Passage extrait:
Des tribunes dans la presse, des forums sur Internet, des tables rondes et des journaux professionnels qui consacrent des dizaines de pages au sujet. Depuis 2022, le monde de la radiologie n’a plus que ce mot à la bouche : la « financiarisation » du métier. Et les dérives qu’elle pourrait entraîner.
L’enjeu est tel qu’un collectif de radiologues, baptisé Corail (pour Collectif pour une radiologie indépendante et libre), s’est monté la même année pour inciter les jeunes diplômés à réfléchir au réseau d’imagerie dans lequel ils engageront leur vie professionnelle. « On leur dit de ne pas se lancer au hasard et de bien comprendre ce qu’impliquent les différents modèles qui s’offrent à eux : travailler au sein d’un réseau d’imagerie indépendant, contrôlé par les médecins qui y exercent, ou au sein d’un groupe piloté par des financiers », explique Paul-Gydéon Ritvo, l’un des fondateurs du collectif.

Données disponibles:
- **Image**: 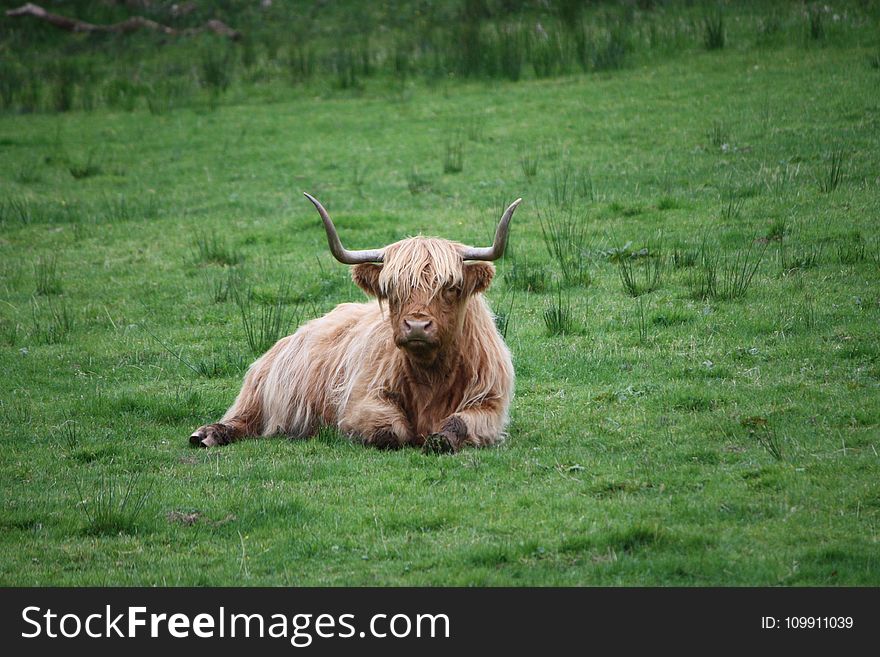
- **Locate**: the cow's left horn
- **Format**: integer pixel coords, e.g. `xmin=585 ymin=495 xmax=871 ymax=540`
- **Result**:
xmin=461 ymin=198 xmax=522 ymax=260
xmin=303 ymin=192 xmax=384 ymax=265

Consigne 1: D'après le passage extrait, à quoi correspond le nom Corail ?
Consigne 2: Recopiez le passage extrait à partir des mots « L’enjeu est tel » et arrêtez-vous après les mots « fondateurs du collectif. ».

Réponse rédigée 1: Collectif pour une radiologie indépendante et libre.

Réponse rédigée 2:
L’enjeu est tel qu’un collectif de radiologues, baptisé Corail (pour Collectif pour une radiologie indépendante et libre), s’est monté la même année pour inciter les jeunes diplômés à réfléchir au réseau d’imagerie dans lequel ils engageront leur vie professionnelle. « On leur dit de ne pas se lancer au hasard et de bien comprendre ce qu’impliquent les différents modèles qui s’offrent à eux : travailler au sein d’un réseau d’imagerie indépendant, contrôlé par les médecins qui y exercent, ou au sein d’un groupe piloté par des financiers », explique Paul-Gydéon Ritvo, l’un des fondateurs du collectif.